• [SOURCE DOCUMENT]:
========================================

Opening a restaurant can take months, if not years. When it does open, chefs and owners are obviously hoping to start making money as soon as possible. But in a move that seems contradictory, many of them hold off on offering certain meals for weeks or longer. Why not debut full service when the buzz is still high?

It’s a smart play to stagger the debut of meals, because nailing down one service is hard enough – Obviously we’d all like to enjoy the revenue of being open. But many restaurant owners believe they owe it to guests, not to mention staff, to perfect one meal before rolling out the rest.

You have to “walk before you run”. Dinner service typically precedes lunch because the former generally has more guests and thus more revenue.

The additional months give the owner time to analyze what’s selling well and what needs to be tweaked before debuting an additional seven meal slots. It also gives a restaurant an opportunity to do a wider market analysis and check out what’s going on in other neighborhoods between the hours of 11 a.m. and 2 p.m. What does the community need? What is the community not being offered now?

Another restaurant offers lunch available Friday through Sunday only, meaning the remaining afternoon slots can be used for training staff and addressing diner feedback.

========================================

Excerpts from a pointing dataset

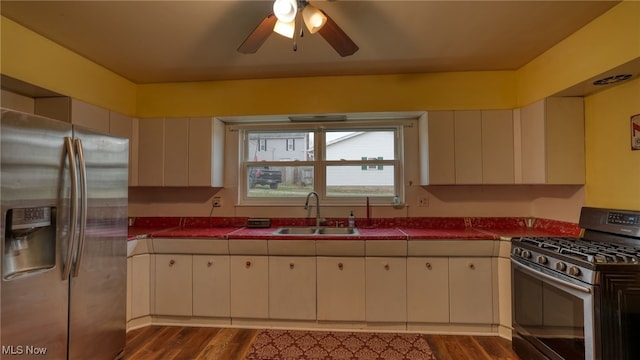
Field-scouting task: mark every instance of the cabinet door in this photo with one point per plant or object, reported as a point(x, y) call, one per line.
point(211, 285)
point(341, 288)
point(200, 151)
point(151, 152)
point(565, 140)
point(386, 289)
point(497, 147)
point(176, 152)
point(140, 285)
point(292, 287)
point(173, 285)
point(428, 290)
point(468, 147)
point(440, 138)
point(470, 289)
point(534, 166)
point(89, 116)
point(249, 287)
point(123, 126)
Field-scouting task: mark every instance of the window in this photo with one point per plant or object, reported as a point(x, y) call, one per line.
point(342, 164)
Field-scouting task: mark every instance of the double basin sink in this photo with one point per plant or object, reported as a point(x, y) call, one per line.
point(314, 231)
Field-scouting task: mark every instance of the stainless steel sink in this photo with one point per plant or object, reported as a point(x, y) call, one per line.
point(315, 232)
point(296, 231)
point(338, 231)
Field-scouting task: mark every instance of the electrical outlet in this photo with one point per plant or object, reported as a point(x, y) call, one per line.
point(423, 202)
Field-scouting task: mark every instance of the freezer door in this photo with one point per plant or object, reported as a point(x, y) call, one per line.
point(33, 174)
point(98, 281)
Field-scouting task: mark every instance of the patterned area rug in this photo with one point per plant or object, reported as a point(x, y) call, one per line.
point(295, 344)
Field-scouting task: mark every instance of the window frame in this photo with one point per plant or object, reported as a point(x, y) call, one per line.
point(319, 163)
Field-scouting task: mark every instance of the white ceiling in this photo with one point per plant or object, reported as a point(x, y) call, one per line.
point(171, 41)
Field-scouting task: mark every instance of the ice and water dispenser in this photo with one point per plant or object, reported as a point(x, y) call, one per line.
point(29, 241)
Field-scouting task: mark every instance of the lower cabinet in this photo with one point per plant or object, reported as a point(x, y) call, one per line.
point(211, 285)
point(292, 287)
point(390, 291)
point(471, 291)
point(249, 286)
point(428, 289)
point(386, 289)
point(173, 295)
point(341, 288)
point(140, 285)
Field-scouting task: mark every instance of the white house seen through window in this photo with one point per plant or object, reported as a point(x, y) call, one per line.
point(287, 164)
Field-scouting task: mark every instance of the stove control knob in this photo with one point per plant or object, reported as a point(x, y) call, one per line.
point(574, 271)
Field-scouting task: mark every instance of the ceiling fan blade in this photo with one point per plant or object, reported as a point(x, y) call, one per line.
point(259, 35)
point(337, 38)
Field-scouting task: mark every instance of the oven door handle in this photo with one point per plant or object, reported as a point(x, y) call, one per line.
point(553, 279)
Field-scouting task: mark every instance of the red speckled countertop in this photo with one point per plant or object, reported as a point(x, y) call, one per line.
point(376, 229)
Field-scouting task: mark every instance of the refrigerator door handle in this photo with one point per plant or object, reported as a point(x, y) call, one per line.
point(83, 205)
point(68, 145)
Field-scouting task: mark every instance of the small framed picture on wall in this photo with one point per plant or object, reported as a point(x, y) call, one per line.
point(635, 132)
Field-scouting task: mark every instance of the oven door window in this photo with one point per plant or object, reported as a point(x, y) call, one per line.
point(551, 318)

========================================

• [TASKS FOR THIS EXERCISE]:
[A] In the restaurant-opening passage, write down the words starting at "You have to" and ending at "addressing diner feedback.".
[B] Resume the restaurant-opening passage, carrying it on after its final sentence.

• [RESPONSES TO THE TASKS]:
[A]
You have to “walk before you run”. Dinner service typically precedes lunch because the former generally has more guests and thus more revenue.

The additional months give the owner time to analyze what’s selling well and what needs to be tweaked before debuting an additional seven meal slots. It also gives a restaurant an opportunity to do a wider market analysis and check out what’s going on in other neighborhoods between the hours of 11 a.m. and 2 p.m. What does the community need? What is the community not being offered now?

Another restaurant offers lunch available Friday through Sunday only, meaning the remaining afternoon slots can be used for training staff and addressing diner feedback.

[B]
For another owner of a restaurant in Ballston, staggering meal debuts gave them time to overcome the new space’s physical challenges. In a layout dramatically different their other restaurants, they wanted to look at the flow, specifically making sure servers weren’t walking more than they had to, taking extra trips or getting in customers’ way. They also were interested in seeing where supplies would best be stored and how to bus tables in an elegant way.

Restaurateurs can’t drag out the delay too long, though. It can be important to add meal services before the initial buzz dies down.

There’s always a concern about staying relevant, especially after the post-opening honeymoon period. But the risk is one most are willing to take. Too many restaurants open with everything at once, and then everything is mediocre. It’s a cutthroat business, and if you don’t do it right . . . you can fail.